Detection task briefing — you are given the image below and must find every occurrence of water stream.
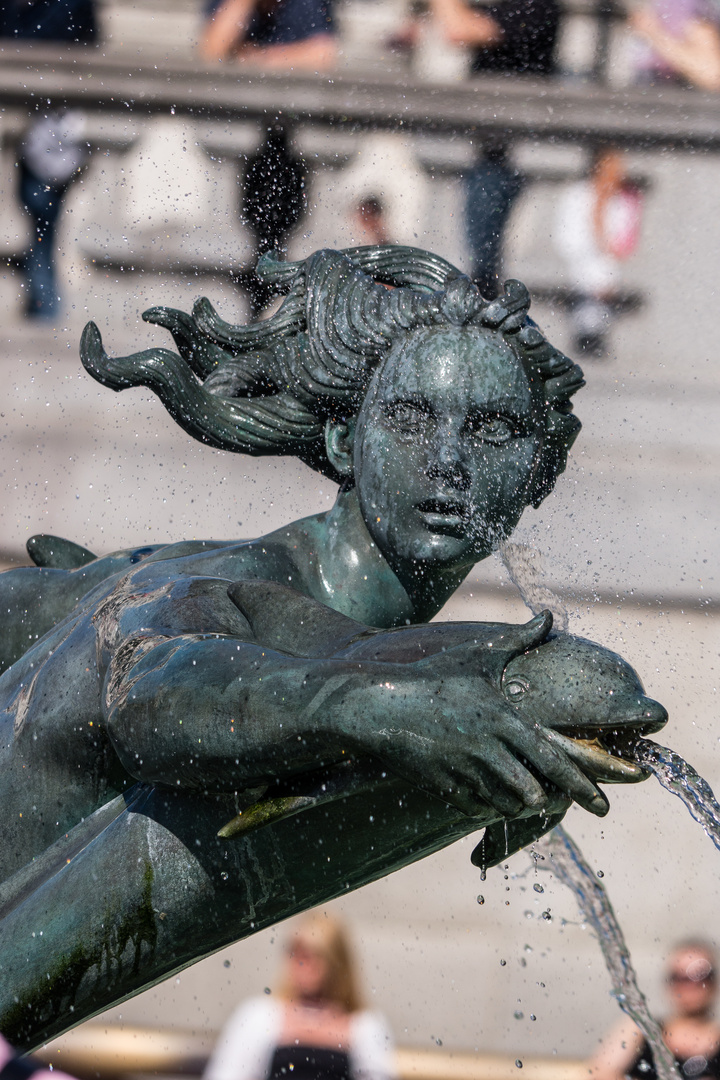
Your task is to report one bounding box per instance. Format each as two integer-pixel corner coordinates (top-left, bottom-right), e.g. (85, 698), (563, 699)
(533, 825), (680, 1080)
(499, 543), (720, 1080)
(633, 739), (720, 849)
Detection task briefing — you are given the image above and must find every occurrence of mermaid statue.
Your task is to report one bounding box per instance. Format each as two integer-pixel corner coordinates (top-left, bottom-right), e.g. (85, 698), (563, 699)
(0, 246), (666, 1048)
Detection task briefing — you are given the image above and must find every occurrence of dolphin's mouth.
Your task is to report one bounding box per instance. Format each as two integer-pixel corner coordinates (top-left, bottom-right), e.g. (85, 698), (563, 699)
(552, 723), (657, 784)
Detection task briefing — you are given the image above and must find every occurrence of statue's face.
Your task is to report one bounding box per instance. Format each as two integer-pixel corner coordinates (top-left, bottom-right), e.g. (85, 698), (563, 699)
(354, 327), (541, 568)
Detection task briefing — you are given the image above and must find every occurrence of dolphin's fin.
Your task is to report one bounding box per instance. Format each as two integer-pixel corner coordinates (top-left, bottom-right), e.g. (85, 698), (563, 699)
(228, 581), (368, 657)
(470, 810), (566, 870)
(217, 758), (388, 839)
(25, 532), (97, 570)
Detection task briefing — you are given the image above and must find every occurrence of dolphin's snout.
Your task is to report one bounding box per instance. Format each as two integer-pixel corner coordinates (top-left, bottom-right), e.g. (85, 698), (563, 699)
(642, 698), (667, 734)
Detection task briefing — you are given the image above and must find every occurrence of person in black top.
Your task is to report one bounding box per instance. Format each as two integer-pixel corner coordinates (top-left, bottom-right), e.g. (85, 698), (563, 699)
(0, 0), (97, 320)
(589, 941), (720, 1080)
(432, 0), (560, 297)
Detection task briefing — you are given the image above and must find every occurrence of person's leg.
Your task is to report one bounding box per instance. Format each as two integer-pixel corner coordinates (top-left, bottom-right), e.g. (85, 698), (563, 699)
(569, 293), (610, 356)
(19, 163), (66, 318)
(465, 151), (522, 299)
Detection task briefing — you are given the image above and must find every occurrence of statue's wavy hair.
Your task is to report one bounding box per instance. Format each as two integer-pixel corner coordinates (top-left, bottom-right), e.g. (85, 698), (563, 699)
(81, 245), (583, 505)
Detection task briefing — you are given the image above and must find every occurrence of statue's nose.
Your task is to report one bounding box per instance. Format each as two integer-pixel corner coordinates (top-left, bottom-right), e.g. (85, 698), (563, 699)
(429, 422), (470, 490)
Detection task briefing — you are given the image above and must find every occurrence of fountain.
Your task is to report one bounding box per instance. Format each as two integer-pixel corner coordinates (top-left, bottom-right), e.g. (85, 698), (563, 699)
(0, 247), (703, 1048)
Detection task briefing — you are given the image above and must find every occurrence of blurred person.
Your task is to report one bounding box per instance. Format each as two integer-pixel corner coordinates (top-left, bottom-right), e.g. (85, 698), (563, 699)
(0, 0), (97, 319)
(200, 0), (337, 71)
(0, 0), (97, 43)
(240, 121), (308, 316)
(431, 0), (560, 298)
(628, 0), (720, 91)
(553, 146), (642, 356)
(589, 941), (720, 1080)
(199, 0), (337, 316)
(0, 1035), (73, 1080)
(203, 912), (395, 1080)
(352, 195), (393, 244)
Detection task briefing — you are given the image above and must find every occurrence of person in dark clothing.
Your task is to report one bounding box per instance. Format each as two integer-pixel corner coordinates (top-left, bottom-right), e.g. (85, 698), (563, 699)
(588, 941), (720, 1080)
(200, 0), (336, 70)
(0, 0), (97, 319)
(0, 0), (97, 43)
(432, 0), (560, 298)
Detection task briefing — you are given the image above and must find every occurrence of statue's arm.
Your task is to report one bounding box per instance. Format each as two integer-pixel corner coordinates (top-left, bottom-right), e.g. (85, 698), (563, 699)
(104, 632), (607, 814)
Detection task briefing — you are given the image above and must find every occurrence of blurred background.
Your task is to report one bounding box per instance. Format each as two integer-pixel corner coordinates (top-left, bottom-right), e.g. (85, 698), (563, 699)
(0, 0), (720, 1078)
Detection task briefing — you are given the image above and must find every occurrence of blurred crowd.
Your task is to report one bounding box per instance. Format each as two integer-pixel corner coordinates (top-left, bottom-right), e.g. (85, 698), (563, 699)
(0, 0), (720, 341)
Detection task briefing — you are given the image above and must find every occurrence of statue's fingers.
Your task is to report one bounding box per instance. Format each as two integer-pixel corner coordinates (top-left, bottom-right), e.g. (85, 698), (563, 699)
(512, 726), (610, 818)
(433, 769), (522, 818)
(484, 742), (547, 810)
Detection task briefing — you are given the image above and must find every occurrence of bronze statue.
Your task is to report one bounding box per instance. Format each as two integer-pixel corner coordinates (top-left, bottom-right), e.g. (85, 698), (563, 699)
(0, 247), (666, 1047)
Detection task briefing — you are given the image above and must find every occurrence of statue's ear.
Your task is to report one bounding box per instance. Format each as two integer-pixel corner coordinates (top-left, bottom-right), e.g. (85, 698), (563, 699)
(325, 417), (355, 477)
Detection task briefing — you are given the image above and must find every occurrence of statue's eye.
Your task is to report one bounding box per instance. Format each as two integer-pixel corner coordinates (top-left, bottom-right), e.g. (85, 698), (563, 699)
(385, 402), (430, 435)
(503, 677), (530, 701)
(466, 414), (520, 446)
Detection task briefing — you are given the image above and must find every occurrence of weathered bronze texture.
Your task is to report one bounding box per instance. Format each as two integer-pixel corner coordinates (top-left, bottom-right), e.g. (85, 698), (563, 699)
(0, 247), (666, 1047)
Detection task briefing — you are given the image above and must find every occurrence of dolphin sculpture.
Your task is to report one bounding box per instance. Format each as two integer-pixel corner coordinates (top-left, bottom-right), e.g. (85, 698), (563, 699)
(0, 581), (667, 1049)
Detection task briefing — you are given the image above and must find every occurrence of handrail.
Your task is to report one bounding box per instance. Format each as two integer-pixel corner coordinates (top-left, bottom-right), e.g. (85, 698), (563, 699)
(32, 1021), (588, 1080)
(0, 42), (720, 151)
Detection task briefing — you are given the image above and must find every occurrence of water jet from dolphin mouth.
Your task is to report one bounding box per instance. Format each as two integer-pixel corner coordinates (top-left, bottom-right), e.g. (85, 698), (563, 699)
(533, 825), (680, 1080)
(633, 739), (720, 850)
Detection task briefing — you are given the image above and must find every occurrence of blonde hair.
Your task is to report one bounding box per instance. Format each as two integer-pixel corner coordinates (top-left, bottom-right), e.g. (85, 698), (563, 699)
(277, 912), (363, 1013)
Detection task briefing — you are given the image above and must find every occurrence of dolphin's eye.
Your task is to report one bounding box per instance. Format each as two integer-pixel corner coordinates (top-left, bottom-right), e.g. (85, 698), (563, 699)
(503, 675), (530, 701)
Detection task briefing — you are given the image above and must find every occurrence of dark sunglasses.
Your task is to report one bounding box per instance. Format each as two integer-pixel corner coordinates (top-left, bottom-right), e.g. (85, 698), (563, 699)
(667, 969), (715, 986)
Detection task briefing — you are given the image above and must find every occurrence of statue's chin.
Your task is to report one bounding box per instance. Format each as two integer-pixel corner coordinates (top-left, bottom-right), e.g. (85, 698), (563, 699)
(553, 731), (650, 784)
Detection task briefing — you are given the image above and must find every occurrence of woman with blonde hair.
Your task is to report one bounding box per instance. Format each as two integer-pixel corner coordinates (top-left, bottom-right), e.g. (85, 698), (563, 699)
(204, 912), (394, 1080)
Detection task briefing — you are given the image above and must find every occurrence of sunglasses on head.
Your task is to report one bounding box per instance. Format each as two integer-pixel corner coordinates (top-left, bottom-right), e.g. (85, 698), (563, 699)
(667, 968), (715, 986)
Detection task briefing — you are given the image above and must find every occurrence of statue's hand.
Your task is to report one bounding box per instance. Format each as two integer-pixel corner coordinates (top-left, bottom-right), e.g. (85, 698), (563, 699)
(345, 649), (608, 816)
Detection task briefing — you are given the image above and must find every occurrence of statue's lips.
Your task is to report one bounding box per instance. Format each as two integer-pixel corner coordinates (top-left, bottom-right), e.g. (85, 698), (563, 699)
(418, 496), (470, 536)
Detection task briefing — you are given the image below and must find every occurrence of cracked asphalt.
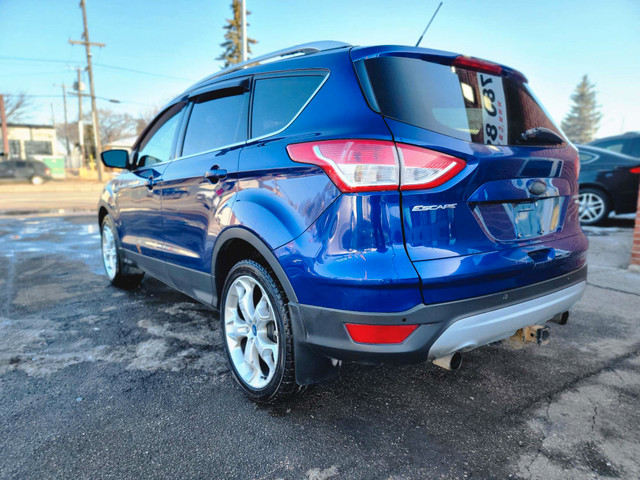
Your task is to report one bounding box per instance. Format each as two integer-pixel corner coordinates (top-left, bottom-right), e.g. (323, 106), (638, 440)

__________

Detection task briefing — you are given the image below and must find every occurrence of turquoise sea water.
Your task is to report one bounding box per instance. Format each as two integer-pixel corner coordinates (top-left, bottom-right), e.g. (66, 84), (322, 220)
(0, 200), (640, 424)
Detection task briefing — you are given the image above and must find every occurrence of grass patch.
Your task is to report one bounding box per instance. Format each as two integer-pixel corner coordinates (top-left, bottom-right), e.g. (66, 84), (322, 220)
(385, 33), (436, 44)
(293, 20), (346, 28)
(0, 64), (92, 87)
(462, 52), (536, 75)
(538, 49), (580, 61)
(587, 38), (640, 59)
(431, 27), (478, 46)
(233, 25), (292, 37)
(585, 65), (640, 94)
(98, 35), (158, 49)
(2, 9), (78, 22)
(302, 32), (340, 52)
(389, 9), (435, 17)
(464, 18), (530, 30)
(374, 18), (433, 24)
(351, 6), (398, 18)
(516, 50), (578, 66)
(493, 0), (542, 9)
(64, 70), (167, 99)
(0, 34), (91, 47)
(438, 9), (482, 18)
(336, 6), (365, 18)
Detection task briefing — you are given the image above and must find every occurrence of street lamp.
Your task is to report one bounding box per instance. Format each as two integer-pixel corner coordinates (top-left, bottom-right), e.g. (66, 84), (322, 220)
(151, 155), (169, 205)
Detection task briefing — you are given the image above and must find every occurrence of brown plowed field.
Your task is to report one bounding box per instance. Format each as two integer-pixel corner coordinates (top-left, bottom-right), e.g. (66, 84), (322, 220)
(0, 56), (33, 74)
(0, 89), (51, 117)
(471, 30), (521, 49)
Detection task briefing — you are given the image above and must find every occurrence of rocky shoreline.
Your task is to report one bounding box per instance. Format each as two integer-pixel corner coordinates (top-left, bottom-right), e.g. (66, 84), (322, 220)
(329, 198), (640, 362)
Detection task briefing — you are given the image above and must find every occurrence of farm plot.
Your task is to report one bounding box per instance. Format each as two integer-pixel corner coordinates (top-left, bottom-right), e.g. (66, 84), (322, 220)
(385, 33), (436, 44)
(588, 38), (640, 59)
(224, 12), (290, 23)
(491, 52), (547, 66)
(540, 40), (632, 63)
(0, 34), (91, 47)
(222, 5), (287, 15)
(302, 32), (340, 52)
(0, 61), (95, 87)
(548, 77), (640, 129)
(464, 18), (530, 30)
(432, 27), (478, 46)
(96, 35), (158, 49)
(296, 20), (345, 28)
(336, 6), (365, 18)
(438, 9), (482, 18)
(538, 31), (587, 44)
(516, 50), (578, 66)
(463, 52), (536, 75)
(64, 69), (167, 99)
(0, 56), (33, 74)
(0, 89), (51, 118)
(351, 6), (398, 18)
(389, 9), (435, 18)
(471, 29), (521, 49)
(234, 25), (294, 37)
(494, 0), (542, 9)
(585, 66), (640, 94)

__________

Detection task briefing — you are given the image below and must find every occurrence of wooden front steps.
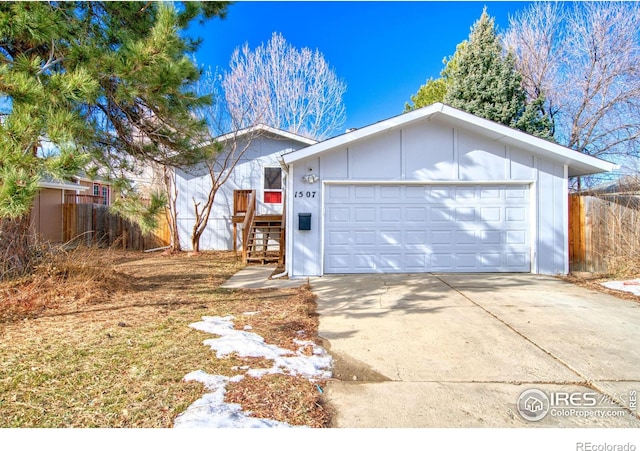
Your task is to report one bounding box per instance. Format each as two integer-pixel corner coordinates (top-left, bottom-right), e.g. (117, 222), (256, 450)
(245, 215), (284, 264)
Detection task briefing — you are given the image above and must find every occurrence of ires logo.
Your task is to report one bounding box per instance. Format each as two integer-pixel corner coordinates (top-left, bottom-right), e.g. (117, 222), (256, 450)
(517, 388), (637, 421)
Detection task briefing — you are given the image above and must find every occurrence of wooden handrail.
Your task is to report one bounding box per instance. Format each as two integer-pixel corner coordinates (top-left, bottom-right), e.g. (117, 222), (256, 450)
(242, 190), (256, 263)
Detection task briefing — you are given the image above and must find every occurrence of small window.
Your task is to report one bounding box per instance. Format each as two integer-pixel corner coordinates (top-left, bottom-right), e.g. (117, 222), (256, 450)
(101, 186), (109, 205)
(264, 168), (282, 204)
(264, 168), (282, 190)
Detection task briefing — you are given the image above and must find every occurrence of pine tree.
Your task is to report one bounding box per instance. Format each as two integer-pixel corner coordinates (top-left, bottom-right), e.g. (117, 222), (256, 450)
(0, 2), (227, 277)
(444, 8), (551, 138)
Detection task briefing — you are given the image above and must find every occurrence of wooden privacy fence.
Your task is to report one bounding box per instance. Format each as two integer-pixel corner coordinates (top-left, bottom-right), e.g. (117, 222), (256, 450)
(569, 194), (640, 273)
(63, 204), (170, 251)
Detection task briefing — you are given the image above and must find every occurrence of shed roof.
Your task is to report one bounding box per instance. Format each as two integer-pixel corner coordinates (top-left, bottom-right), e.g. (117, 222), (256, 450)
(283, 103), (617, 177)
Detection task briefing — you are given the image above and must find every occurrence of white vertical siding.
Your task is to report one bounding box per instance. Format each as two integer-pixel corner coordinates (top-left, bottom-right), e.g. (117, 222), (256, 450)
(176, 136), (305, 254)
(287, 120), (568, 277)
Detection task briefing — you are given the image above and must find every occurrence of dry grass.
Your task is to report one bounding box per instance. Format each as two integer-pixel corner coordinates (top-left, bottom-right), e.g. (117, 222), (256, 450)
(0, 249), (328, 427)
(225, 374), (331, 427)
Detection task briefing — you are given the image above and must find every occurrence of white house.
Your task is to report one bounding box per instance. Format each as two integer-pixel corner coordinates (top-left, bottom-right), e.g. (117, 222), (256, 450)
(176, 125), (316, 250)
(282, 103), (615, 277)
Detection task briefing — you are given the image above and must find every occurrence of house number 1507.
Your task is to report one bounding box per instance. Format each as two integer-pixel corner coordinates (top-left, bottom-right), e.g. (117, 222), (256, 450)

__________

Copy the entries above word for word, starting with the line that contains "of rocky shoreline." and continuing through the line that contains "(329, 198), (640, 362)".

Detection task briefing — you are given the image above and must find every occurrence of rocky shoreline.
Your task is to report one bounding box per instance. Format each as two integer-pixel corner coordinates (top-left, bottom-right), e.g. (66, 84), (322, 220)
(329, 198), (640, 362)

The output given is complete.